> [Exercise instructions]: Restate the records below exactly. Pictures are not part of the copy.

[[ Data in this exercise open ]]

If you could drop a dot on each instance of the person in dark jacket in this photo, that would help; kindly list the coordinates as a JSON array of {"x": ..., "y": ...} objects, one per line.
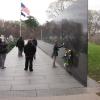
[
  {"x": 3, "y": 52},
  {"x": 55, "y": 52},
  {"x": 20, "y": 45},
  {"x": 29, "y": 51},
  {"x": 34, "y": 42}
]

[[ Data in this exercise closed ]]

> [Finished exercise]:
If you could drop a dot on each instance of the person in dark jacket in this photo, that would help; kindly list the coordinates as a JSON array of {"x": ..., "y": ...} objects, one per line.
[
  {"x": 3, "y": 52},
  {"x": 55, "y": 52},
  {"x": 20, "y": 45},
  {"x": 29, "y": 51},
  {"x": 34, "y": 42}
]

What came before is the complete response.